SOURCE DOCUMENT –

# # # # # # #

= Matt Hollowell =

American baseball umpire (born 1971)

Matthew Stuart Hollowell (born July 12, 1971 in Somerville, New Jersey) is a former vacation umpire in Major League Baseball from 2000 to 2004, filling in for injured or vacationing members of the full-time umpire staff. When not needed at the major league level, he worked in the Pacific Coast League.

He worked his first major league game on August 14, 2000, and his final game on September 30, 2004. He wore number 83 throughout his career.

# # # # # # #

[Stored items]
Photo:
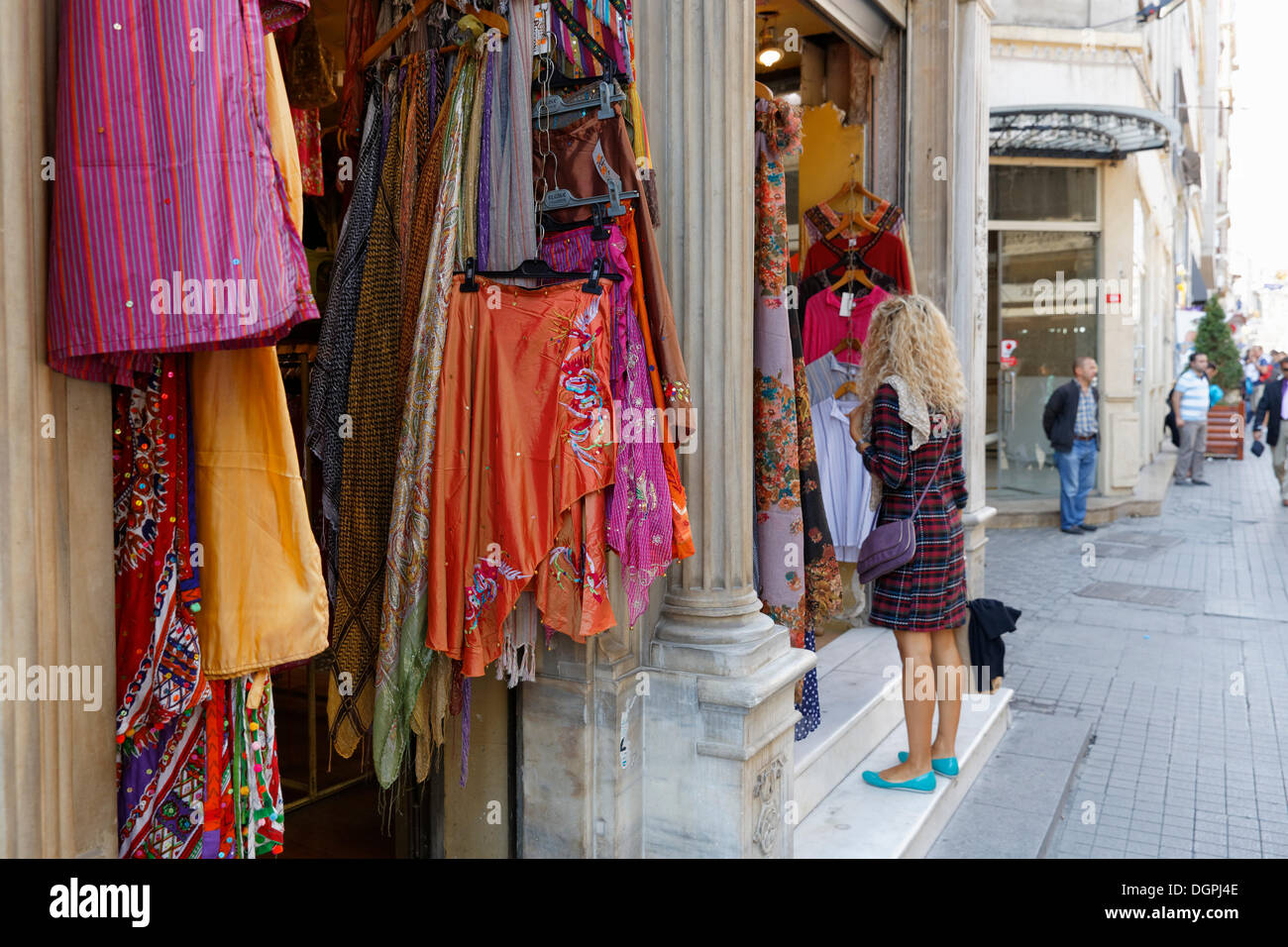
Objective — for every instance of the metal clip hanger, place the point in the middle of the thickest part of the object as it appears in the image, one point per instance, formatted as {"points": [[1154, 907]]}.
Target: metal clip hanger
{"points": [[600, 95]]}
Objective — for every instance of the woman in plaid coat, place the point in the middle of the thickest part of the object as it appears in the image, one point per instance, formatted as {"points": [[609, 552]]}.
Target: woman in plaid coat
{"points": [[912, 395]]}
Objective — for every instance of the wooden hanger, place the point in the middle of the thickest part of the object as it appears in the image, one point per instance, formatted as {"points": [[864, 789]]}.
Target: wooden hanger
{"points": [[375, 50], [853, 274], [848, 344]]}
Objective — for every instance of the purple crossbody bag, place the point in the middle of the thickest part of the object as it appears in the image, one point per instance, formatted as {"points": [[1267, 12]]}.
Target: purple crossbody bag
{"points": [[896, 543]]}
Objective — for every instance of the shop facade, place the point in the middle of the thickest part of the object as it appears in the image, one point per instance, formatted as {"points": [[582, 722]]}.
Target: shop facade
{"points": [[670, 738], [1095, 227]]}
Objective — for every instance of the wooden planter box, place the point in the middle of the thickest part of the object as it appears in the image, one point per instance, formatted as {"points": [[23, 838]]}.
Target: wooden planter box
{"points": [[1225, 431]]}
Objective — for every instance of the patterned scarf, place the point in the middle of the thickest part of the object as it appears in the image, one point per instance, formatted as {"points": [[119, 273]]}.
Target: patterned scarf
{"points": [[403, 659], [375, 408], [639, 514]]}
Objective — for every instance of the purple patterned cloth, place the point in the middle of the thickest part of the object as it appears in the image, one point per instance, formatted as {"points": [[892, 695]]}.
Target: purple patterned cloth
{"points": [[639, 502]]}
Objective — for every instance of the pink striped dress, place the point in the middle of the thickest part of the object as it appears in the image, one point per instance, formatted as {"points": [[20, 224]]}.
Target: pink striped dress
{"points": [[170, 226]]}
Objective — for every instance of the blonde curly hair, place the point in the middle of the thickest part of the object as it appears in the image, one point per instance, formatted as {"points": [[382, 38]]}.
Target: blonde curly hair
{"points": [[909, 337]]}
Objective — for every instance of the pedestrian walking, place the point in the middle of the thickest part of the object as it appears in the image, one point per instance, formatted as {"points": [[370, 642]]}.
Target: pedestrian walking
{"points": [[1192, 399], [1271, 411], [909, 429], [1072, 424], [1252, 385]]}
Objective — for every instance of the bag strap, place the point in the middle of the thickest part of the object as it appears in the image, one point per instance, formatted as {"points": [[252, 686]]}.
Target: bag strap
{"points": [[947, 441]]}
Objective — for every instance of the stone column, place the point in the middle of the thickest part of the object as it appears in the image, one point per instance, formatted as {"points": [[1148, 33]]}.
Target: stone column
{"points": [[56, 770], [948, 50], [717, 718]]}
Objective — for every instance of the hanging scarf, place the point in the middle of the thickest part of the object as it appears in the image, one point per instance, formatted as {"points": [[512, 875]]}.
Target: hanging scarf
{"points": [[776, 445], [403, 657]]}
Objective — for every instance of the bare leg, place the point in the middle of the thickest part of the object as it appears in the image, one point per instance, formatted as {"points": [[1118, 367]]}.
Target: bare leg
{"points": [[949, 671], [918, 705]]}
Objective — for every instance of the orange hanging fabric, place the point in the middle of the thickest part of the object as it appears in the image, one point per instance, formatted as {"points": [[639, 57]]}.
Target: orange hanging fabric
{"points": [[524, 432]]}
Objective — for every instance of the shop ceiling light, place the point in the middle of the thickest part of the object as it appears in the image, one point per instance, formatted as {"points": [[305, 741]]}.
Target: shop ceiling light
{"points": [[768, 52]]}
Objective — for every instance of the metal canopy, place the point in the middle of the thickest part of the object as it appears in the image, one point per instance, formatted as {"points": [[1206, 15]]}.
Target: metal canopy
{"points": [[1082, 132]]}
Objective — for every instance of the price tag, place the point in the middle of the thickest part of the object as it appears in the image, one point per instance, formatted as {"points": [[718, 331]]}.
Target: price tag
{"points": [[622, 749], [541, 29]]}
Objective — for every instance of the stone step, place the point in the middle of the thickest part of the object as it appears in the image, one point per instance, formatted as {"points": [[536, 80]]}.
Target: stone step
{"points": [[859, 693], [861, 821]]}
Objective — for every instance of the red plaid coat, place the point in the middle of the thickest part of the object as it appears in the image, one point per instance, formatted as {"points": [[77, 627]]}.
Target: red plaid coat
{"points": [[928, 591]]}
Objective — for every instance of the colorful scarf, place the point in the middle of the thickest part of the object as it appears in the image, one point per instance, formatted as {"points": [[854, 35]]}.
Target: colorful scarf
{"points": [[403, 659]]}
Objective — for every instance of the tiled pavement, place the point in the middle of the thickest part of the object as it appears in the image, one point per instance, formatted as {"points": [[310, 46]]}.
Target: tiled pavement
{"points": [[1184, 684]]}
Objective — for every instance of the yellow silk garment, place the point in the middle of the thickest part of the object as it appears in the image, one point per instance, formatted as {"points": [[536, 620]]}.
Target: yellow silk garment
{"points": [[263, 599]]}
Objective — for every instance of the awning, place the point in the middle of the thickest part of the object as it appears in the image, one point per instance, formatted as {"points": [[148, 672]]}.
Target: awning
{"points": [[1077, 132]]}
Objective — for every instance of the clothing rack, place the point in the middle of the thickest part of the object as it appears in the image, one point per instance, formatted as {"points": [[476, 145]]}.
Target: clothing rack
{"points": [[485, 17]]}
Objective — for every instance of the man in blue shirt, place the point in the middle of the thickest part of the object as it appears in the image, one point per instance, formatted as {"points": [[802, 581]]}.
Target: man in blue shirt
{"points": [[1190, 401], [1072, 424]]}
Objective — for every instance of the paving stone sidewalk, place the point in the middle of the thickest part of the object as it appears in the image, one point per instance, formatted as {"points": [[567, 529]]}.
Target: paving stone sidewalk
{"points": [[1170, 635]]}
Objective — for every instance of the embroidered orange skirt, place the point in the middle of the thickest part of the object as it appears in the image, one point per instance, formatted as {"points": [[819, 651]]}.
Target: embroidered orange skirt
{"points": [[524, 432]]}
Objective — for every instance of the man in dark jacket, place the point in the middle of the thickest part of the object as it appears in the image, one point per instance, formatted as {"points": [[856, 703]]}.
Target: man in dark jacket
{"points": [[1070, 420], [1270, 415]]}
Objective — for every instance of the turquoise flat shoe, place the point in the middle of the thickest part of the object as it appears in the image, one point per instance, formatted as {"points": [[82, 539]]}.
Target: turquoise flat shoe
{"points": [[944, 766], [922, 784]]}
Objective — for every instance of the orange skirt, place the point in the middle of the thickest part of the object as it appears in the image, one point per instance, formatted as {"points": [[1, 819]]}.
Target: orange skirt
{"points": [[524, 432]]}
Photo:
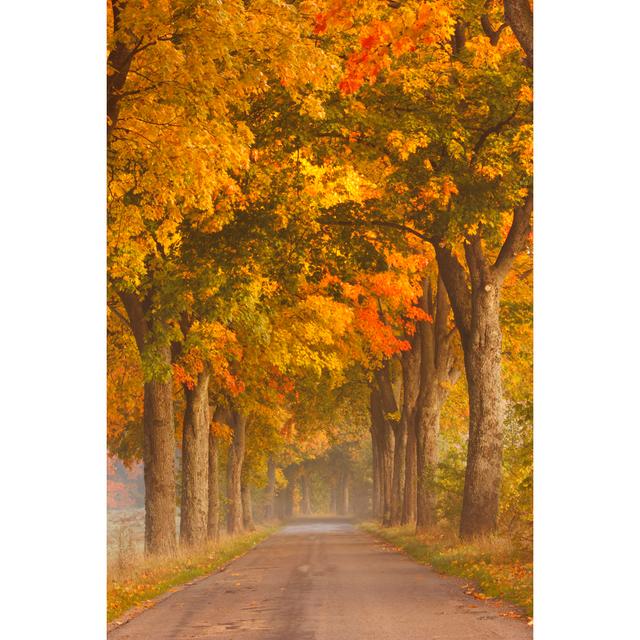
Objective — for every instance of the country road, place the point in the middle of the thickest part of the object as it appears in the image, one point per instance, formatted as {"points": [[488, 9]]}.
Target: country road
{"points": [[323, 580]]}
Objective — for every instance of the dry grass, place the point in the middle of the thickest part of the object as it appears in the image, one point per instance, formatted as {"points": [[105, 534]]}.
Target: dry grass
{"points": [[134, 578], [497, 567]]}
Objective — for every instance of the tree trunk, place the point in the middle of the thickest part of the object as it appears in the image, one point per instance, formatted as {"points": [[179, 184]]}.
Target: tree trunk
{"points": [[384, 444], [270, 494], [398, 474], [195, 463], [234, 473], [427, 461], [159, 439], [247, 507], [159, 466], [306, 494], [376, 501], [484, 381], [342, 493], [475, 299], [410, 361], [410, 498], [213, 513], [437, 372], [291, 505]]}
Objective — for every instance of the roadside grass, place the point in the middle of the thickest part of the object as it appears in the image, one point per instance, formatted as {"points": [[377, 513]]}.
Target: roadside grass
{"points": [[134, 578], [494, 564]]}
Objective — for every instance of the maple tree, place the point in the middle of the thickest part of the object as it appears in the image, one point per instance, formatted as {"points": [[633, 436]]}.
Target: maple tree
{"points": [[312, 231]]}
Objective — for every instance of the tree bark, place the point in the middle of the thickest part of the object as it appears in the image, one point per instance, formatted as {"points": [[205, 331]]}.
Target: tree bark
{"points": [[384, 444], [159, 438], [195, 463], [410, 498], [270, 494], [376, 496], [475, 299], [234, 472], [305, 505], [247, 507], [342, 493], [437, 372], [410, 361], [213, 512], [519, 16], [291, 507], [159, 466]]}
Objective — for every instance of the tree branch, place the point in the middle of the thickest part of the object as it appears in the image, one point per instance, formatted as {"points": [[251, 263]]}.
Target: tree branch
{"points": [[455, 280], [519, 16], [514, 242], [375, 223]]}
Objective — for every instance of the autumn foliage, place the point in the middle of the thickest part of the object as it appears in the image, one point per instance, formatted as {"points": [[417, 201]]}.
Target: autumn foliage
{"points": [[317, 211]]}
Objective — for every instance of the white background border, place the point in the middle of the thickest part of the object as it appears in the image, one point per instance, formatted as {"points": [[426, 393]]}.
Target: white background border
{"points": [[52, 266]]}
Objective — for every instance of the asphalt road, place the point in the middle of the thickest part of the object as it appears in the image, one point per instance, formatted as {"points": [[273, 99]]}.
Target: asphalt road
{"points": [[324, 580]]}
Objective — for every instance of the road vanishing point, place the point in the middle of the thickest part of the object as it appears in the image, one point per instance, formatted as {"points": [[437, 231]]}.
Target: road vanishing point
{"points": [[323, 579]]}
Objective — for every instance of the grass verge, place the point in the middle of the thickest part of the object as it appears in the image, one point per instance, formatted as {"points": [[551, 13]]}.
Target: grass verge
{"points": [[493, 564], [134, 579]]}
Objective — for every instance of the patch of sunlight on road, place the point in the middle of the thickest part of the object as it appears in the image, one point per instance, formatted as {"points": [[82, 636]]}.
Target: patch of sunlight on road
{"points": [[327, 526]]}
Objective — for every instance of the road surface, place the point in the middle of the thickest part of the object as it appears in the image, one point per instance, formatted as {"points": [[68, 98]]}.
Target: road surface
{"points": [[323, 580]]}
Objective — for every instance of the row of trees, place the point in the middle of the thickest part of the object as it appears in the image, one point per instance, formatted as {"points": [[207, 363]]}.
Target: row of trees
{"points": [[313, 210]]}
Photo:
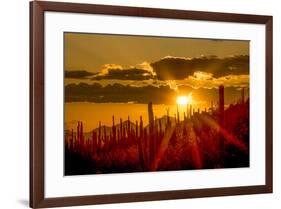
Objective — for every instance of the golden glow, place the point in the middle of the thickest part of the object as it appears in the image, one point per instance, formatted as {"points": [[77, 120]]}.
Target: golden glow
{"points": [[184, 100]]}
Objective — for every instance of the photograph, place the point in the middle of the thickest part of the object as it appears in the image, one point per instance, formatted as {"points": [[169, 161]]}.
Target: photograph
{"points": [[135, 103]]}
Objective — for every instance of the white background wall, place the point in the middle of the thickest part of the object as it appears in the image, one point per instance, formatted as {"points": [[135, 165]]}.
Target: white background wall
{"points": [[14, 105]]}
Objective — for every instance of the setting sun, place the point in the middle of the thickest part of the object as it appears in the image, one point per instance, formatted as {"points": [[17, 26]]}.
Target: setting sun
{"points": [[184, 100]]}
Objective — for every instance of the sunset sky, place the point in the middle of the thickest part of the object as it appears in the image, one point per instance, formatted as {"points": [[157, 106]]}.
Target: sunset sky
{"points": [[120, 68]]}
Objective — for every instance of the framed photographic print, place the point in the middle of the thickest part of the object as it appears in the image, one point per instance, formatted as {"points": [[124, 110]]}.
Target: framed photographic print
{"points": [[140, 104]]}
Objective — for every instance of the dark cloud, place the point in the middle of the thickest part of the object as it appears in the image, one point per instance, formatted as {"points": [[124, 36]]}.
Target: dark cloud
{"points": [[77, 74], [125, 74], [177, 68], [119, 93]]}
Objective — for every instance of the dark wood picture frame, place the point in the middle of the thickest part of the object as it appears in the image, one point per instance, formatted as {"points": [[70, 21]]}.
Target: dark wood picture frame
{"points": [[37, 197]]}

# # # # # # #

WHAT YOU WILL DO –
(1) Using the Matt Hollowell text, explain in one to three sentences why Hollowell sometimes worked in the Pacific Coast League instead of the major leagues.
(2) Check each statement against the Matt Hollowell text. Answer yes or no, and quote the words that settle it.
(a) Hollowell was born in Somerville, New Jersey.
(b) Hollowell wore several different numbers during his career.
(c) Hollowell's last major league game was in 2000.
(3) Write the next part of the Matt Hollowell text, picking up after its last sentence.

ANSWERS BY ITEM –
(1) Hollowell was a vacation umpire who filled in for injured or vacationing members of the full-time major league staff, so he wasn't always needed there. When he wasn't needed at the major league level, he worked in the Pacific Coast League.

(2)
(a) Yes: "born July 12, 1971 in Somerville, New Jersey"
(b) No: "He wore number 83 throughout his career."
(c) No: "his final game on September 30, 2004"

(3)
He was on the umpiring crew scheduled to work the game between the St. Louis Cardinals and Chicago Cubs on June 22, 2002, that was canceled due to the sudden death of Cardinals pitcher Darryl Kile. Hollowell was also the first base umpire in a September 19, 2002, game between the Chicago White Sox and Kansas City Royals. The game was made notable when Kansas City first base coach Tom Gamboa was attacked by William Ligue Jr. and his 15-year-old son, two fans that ran onto the field from the stands, as Hollowell watched and declined to intervene.

Hollowell started the Northeast Umpire Clinic (NEUC), a clinic to train aspiring professional umpires as well as amateur umpires that work youth and high school baseball.

Hollowell attended Albright College, graduating in 1994.